_Exercise aim_
Beginning with the line that holds "Pick out every instance of the traffic", set down each line of the data below through the very last, exactly as given, and nothing beyond that.

_Recorded data_
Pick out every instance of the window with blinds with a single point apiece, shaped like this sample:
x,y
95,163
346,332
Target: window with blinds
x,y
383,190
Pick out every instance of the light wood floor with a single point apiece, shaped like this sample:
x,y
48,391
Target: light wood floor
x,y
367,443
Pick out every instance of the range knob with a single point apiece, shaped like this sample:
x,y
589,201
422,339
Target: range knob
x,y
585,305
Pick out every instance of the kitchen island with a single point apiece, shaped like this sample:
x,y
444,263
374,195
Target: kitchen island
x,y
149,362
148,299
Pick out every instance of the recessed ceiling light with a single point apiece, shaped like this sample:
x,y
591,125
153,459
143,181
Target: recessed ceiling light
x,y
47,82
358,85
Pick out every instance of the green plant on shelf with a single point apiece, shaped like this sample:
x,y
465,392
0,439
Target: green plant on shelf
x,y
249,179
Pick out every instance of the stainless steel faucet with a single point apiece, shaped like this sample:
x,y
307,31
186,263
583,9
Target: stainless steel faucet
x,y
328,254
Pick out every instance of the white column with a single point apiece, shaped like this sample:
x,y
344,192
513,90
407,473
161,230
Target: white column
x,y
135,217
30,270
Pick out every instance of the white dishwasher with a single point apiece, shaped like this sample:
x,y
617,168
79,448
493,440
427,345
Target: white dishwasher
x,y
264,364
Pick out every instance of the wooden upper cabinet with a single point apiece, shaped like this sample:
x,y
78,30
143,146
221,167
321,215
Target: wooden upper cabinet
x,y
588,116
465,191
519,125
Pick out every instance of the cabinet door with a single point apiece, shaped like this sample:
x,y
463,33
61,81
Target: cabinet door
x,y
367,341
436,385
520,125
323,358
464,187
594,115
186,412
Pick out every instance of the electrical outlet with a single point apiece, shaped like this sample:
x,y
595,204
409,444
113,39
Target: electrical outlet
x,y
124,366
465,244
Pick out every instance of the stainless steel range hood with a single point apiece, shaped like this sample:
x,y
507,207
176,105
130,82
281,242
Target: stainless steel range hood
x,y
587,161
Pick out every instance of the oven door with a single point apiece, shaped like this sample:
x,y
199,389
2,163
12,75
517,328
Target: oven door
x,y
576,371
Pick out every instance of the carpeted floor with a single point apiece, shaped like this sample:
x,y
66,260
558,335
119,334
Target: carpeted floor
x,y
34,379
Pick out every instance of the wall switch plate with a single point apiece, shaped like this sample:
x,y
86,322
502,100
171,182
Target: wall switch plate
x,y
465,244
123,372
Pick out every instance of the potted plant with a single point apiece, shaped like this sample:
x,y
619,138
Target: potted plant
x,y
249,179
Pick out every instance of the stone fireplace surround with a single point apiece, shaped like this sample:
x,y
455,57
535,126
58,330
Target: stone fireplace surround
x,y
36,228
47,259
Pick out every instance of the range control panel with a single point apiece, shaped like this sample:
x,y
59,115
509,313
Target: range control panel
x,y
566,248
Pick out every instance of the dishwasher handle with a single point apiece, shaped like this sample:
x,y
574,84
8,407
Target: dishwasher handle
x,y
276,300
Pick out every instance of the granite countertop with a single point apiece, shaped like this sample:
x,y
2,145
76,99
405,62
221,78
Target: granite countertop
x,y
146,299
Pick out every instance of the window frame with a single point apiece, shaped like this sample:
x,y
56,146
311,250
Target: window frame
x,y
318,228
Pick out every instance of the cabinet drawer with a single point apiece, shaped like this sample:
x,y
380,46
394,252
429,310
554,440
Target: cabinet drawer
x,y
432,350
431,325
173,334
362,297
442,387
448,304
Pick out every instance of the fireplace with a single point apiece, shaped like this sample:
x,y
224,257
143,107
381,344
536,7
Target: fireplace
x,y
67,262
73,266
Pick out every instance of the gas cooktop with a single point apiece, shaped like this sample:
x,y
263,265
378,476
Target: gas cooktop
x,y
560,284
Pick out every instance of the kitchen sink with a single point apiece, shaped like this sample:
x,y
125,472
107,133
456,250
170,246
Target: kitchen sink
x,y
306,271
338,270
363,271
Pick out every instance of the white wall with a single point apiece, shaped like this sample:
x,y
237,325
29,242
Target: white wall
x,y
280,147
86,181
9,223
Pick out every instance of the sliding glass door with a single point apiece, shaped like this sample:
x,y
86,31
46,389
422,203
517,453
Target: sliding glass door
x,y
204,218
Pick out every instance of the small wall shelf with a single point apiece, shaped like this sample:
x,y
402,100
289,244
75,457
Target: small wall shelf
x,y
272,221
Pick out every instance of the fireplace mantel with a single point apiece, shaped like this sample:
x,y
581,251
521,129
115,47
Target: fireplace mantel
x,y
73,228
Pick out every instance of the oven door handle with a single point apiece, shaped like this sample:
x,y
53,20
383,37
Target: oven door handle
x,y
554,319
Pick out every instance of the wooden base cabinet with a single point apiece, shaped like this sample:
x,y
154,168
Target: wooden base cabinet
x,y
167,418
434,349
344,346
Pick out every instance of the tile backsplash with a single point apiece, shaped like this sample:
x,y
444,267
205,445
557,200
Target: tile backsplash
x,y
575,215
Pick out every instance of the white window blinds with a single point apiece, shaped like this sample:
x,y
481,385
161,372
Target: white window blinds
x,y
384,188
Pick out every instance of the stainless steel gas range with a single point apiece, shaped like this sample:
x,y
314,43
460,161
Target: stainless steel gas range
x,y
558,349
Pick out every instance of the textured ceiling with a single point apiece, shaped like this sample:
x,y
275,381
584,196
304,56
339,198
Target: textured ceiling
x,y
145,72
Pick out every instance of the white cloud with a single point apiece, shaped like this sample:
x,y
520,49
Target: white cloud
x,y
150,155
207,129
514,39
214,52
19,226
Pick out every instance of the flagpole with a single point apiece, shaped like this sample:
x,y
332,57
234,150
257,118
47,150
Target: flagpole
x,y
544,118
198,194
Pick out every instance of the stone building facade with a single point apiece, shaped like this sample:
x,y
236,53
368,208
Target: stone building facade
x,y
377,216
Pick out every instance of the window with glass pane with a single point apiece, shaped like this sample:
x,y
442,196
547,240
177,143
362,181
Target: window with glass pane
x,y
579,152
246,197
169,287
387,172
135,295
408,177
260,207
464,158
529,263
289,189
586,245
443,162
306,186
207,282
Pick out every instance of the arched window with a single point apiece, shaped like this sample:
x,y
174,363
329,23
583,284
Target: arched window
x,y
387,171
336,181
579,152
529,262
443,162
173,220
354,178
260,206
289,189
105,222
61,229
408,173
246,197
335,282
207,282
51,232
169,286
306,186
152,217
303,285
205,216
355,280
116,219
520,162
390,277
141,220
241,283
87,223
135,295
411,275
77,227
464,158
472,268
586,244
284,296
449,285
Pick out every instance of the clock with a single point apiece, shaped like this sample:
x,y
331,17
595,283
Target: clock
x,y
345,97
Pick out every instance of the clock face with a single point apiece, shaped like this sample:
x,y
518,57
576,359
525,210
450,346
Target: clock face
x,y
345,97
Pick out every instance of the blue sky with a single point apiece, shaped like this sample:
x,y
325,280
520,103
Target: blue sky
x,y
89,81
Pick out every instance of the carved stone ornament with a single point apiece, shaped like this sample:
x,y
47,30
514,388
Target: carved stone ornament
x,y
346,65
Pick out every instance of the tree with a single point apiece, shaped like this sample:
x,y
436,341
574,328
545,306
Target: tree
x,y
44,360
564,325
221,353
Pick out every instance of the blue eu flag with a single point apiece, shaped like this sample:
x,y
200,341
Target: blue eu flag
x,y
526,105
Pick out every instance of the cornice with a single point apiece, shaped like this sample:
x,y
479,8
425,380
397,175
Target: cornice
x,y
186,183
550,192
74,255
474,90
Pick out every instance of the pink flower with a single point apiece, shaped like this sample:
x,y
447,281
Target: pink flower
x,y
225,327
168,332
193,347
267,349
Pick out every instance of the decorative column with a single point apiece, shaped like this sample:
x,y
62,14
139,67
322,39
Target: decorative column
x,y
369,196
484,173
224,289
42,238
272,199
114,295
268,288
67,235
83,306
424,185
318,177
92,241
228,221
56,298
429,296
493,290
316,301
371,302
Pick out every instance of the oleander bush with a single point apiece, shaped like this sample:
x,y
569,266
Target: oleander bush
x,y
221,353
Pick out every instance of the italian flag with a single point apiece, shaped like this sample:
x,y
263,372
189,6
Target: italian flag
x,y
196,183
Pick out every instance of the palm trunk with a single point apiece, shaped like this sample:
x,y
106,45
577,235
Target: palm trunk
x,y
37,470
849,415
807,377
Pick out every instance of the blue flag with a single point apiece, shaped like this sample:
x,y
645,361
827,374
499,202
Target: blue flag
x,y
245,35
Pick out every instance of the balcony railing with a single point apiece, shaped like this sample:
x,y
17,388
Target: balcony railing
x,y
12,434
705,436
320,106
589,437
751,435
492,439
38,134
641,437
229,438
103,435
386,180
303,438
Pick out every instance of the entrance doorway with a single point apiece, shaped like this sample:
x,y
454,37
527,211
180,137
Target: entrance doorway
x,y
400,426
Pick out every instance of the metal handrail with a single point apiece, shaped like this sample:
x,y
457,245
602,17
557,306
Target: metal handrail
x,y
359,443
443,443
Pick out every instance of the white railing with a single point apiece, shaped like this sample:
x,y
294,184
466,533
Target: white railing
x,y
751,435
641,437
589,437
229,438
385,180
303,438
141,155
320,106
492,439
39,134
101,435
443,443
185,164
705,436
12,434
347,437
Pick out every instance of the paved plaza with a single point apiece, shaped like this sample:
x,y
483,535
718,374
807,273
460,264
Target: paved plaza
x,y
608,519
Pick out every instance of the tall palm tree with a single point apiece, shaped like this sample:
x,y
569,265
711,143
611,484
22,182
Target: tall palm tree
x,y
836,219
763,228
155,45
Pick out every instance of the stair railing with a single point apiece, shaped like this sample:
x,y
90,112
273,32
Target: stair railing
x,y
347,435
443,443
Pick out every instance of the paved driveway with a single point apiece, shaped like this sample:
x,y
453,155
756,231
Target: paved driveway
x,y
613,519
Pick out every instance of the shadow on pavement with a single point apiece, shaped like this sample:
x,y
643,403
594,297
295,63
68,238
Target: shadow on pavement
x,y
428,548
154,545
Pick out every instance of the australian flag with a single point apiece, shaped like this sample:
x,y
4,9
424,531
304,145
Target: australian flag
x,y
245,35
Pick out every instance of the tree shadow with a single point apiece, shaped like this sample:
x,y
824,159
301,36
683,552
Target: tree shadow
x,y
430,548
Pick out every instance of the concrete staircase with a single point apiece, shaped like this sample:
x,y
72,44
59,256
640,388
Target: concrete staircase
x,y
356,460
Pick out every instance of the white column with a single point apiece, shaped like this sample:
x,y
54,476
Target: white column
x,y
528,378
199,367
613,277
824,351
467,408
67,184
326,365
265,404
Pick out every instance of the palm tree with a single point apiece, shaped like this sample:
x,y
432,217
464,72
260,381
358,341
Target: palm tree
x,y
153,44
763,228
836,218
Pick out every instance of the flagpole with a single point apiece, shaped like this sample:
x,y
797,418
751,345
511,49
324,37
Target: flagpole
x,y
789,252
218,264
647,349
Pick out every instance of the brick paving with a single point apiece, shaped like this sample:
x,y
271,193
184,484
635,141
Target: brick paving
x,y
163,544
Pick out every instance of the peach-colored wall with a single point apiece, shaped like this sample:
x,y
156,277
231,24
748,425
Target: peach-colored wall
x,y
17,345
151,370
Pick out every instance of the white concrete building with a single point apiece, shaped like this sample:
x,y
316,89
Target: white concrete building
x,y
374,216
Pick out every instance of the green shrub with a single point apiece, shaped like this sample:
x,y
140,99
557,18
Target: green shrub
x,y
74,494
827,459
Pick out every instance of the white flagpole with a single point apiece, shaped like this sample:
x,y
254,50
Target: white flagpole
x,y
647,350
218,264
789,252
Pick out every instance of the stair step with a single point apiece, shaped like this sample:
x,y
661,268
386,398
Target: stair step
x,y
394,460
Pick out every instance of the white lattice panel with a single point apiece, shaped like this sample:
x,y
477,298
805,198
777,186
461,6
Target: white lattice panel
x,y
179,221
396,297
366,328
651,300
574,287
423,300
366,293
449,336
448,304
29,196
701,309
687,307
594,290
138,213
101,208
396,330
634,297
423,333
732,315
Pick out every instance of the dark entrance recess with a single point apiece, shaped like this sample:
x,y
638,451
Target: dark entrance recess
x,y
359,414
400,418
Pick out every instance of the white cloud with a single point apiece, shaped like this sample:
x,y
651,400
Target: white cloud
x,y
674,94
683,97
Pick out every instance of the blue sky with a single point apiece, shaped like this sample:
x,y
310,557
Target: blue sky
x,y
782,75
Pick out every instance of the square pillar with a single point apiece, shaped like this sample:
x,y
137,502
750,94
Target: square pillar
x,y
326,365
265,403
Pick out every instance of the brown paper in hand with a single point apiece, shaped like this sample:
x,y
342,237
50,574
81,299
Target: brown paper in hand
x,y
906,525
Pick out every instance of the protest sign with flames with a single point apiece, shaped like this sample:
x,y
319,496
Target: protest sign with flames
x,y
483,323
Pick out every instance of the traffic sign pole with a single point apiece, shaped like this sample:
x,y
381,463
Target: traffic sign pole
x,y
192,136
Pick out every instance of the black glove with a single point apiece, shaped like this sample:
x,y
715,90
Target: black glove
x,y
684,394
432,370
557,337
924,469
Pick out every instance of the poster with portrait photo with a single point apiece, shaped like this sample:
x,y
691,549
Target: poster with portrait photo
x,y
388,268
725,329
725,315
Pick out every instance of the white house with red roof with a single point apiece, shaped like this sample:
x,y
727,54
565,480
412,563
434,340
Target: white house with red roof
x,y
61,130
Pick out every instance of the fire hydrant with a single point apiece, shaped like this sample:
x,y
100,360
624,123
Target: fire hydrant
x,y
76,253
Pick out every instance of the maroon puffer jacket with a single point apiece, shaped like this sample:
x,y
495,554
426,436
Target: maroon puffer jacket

_Exercise answer_
Pick out every instance of the traffic sign pole with a single point apiece, shaped like this sample:
x,y
381,463
Target: traffic sign pole
x,y
192,136
Pick out every instance of the black glove with a single point apiece, shaped like this sample:
x,y
715,90
Target: black glove
x,y
684,394
432,370
557,337
924,469
Pick out every instance of the poster with portrait photo with a single point apiece, shaped like this sample:
x,y
691,549
Target: poster with portrait photo
x,y
388,268
725,329
725,315
Pick out every instance of the white house with red roof with a single point apiece, shaped like this sample:
x,y
727,54
565,480
412,563
434,340
Target: white house with red roof
x,y
61,130
Pick out every instance of the fire hydrant with a single point apiece, shaped like this sample:
x,y
100,360
624,123
Target: fire hydrant
x,y
76,253
Pick out every instance of the maroon puffer jacket with a single point apiece, shaped like this sample:
x,y
495,554
426,436
Target: maroon puffer jacket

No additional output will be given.